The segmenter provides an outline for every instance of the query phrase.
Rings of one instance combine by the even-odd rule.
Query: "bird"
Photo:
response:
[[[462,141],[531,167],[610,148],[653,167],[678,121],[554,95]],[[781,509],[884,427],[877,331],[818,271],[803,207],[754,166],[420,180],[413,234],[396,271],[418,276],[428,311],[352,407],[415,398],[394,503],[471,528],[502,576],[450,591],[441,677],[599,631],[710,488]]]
────────────────────────────────────────
**TASK GOAL:**
Display every line of the listing that contains the string "instance".

**EXERCISE RESPONSE:**
The segmenter provides an outline for every instance of the query phrase.
Rings of one instance combine by the even-odd rule.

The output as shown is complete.